| Problem details |
Pick out every line in the entries below that contains the word "floor", and copy each one in full.

| Data for the task |

☆ ☆ ☆

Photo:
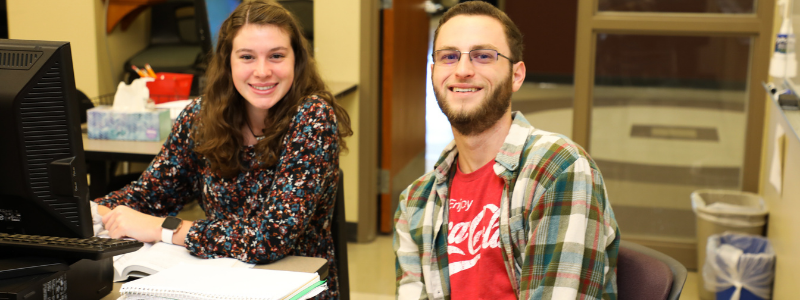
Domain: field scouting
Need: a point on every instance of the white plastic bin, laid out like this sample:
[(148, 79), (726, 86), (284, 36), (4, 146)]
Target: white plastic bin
[(719, 211)]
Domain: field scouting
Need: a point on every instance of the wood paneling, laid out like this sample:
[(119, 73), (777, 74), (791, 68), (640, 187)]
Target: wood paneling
[(405, 43)]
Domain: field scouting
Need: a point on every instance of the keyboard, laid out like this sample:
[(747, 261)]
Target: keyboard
[(93, 248)]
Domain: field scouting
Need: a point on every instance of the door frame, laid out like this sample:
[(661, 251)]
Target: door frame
[(757, 25)]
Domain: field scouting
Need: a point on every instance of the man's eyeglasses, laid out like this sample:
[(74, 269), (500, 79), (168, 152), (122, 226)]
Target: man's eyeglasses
[(480, 56)]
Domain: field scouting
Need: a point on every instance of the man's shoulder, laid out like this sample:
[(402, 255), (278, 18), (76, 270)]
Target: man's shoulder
[(419, 190), (545, 148)]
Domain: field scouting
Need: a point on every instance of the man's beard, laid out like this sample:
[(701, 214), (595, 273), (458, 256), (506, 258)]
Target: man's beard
[(481, 118)]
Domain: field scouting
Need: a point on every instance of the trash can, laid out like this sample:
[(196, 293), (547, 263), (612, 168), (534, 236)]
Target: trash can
[(739, 266), (719, 211)]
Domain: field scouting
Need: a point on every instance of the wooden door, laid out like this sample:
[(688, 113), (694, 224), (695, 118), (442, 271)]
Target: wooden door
[(402, 142)]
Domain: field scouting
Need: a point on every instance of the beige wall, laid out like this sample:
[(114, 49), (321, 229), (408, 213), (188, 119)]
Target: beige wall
[(81, 23), (782, 156), (336, 49)]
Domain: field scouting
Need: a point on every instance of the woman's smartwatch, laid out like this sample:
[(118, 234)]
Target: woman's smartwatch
[(169, 227)]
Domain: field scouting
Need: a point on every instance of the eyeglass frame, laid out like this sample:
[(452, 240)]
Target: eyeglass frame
[(461, 53)]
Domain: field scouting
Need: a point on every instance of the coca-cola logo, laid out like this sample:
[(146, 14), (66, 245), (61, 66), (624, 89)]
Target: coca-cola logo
[(481, 232)]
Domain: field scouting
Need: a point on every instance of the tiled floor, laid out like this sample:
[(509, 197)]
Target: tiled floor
[(372, 269)]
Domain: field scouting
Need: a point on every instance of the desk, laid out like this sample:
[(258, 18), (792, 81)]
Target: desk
[(100, 153), (289, 263)]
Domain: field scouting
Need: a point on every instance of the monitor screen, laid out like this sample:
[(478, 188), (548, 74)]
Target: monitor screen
[(43, 184)]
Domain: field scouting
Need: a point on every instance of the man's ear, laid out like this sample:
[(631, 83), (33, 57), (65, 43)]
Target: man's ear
[(519, 75)]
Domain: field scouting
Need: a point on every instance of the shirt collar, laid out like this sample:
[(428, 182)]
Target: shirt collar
[(507, 157)]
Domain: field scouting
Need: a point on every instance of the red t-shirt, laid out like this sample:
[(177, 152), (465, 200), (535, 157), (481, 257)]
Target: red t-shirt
[(476, 264)]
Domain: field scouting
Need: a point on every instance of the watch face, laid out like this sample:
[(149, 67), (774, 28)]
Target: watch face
[(171, 223)]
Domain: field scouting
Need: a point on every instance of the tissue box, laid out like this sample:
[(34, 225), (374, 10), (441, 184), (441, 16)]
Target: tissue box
[(105, 123)]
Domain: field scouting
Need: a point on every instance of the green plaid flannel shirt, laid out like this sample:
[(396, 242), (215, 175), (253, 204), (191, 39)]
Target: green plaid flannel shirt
[(557, 230)]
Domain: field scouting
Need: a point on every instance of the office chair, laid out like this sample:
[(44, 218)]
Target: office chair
[(339, 231), (644, 273), (174, 43)]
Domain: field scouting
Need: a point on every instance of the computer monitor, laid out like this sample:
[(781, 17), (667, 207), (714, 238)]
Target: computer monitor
[(43, 184)]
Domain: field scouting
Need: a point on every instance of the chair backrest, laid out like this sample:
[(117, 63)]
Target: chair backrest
[(644, 273), (338, 230)]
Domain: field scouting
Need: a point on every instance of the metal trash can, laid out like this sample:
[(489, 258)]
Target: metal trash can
[(719, 211), (739, 266)]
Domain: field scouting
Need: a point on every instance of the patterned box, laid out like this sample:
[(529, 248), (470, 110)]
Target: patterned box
[(107, 124)]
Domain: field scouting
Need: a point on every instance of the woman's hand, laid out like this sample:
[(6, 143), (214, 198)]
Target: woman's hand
[(103, 210), (123, 221)]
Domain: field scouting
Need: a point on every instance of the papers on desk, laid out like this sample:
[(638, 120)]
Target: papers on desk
[(153, 258), (196, 282)]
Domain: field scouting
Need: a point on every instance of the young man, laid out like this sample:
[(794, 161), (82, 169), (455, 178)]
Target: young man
[(509, 211)]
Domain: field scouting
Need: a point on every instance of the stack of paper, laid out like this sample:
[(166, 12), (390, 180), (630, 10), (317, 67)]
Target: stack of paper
[(198, 282), (152, 258)]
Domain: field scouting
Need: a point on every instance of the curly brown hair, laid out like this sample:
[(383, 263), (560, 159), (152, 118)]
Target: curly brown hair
[(218, 136), (480, 8)]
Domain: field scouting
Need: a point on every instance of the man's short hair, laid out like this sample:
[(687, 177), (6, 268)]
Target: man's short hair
[(480, 8)]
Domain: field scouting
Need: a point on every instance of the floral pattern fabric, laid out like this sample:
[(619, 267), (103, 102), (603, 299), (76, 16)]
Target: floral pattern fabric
[(260, 215)]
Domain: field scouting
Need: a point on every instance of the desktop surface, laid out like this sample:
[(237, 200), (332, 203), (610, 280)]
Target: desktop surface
[(289, 263)]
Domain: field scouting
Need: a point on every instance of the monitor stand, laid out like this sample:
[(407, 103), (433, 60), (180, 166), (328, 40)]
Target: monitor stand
[(33, 278)]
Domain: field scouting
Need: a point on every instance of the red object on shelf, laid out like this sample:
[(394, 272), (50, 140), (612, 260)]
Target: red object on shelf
[(170, 87)]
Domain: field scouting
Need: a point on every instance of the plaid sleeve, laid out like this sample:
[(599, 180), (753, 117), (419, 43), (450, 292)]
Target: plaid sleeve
[(408, 267), (571, 229)]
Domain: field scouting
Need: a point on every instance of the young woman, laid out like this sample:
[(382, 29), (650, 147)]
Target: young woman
[(259, 151)]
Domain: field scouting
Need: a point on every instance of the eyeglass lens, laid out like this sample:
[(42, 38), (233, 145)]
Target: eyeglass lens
[(481, 56)]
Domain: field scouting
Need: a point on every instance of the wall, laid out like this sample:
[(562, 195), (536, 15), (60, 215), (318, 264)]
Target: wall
[(782, 156), (81, 23), (343, 35)]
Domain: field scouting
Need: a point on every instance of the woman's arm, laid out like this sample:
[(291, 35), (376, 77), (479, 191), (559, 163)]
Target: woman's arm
[(164, 187)]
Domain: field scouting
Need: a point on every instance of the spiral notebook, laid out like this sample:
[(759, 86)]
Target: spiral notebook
[(198, 282)]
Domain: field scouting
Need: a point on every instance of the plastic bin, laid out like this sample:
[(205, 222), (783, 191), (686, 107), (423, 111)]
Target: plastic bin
[(719, 211), (170, 87), (739, 266)]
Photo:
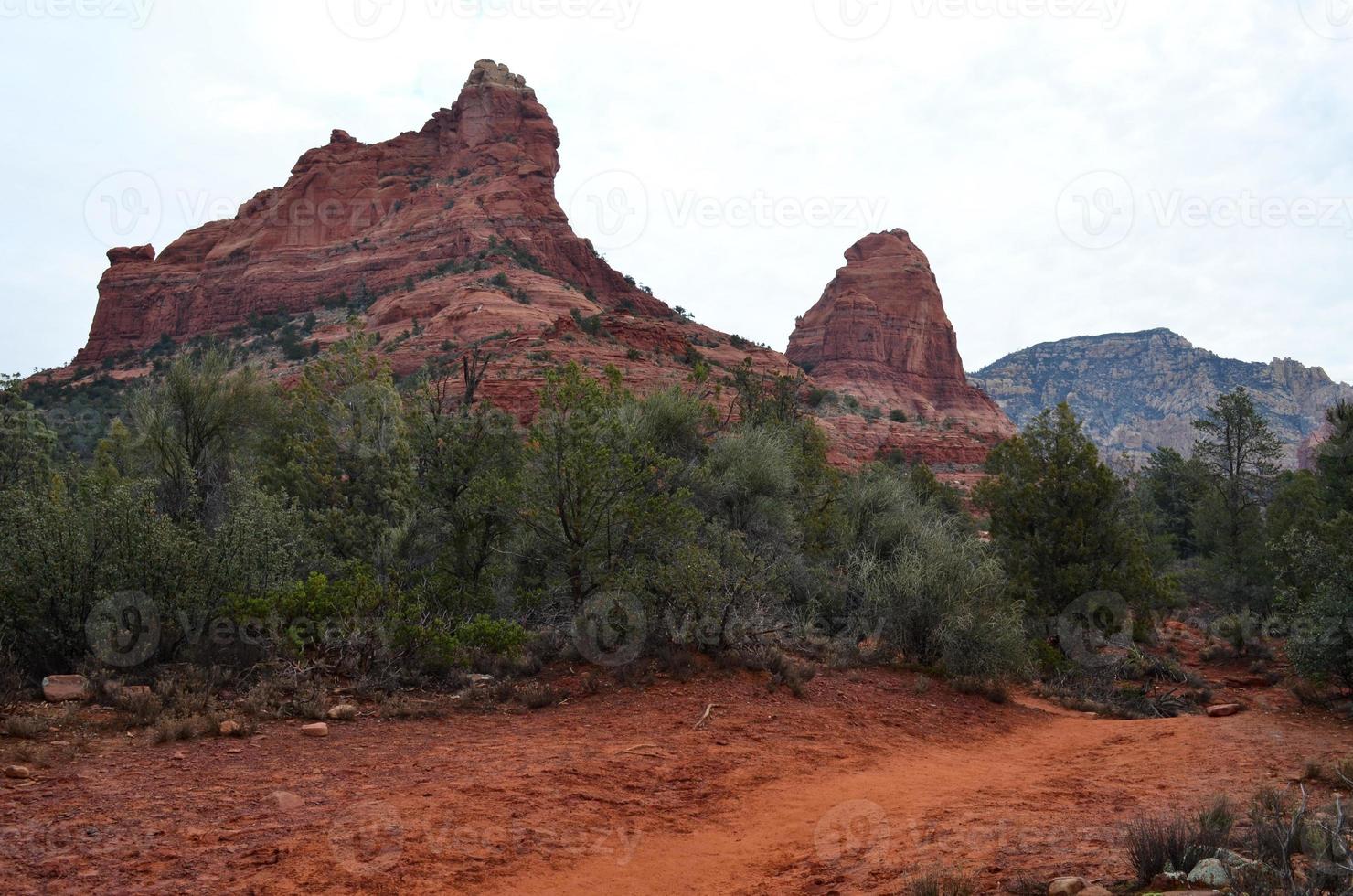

☆ ☆ ☆

| The completed task |
Need: a point on every instance of the tiled floor, laid out like this sample:
Target: tiled floor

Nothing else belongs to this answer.